Required work —
Search the data for the word "yellow" and copy every line where it occurs.
##### Records to use #####
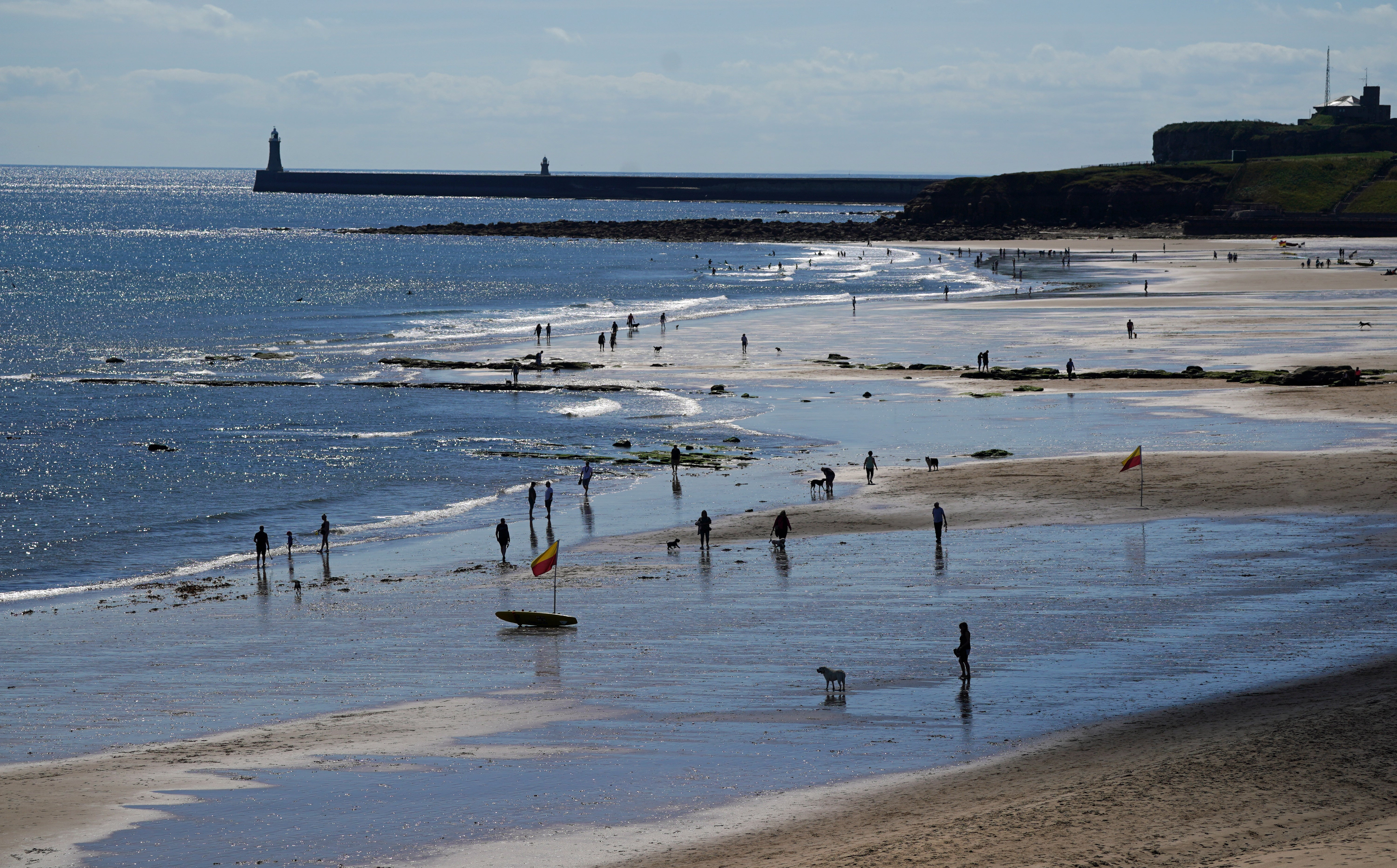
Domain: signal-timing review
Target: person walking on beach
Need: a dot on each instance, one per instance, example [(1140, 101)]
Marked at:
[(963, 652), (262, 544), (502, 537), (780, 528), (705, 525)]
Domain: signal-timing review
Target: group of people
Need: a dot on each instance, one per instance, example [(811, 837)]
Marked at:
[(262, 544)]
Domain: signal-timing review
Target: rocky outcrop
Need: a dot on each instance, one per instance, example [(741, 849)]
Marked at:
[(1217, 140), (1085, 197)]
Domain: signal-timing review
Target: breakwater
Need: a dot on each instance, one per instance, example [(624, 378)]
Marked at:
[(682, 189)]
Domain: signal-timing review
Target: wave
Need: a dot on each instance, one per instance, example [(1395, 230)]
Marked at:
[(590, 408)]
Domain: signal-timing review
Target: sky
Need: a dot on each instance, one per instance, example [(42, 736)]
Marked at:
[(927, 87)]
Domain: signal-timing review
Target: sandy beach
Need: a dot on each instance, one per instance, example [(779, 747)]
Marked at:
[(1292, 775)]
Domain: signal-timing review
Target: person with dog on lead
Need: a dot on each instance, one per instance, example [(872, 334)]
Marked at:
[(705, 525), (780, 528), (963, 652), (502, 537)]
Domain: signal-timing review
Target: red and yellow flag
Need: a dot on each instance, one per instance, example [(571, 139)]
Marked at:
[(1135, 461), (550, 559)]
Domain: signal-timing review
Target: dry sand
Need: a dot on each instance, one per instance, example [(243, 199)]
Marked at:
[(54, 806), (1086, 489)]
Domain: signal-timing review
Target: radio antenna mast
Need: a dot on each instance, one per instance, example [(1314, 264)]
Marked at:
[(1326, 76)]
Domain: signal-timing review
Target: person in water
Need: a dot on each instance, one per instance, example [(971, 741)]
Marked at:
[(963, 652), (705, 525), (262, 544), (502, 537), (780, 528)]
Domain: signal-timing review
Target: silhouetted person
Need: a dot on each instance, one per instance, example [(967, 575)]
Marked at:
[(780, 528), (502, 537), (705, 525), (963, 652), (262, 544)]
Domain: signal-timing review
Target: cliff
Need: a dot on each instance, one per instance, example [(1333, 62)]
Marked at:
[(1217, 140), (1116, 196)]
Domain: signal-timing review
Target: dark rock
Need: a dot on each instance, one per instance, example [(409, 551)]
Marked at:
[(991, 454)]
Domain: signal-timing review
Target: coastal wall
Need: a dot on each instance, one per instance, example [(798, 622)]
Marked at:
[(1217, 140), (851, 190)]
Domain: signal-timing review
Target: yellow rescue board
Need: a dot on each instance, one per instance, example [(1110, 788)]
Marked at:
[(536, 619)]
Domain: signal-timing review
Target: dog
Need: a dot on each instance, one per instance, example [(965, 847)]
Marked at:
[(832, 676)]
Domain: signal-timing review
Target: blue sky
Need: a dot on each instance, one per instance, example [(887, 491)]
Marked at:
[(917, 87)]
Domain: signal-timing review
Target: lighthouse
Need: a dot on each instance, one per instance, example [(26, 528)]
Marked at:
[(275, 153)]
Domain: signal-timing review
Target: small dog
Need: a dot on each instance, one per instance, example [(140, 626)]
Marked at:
#####
Answer to this exercise —
Target: red and yellow flag
Target: yellow rescue board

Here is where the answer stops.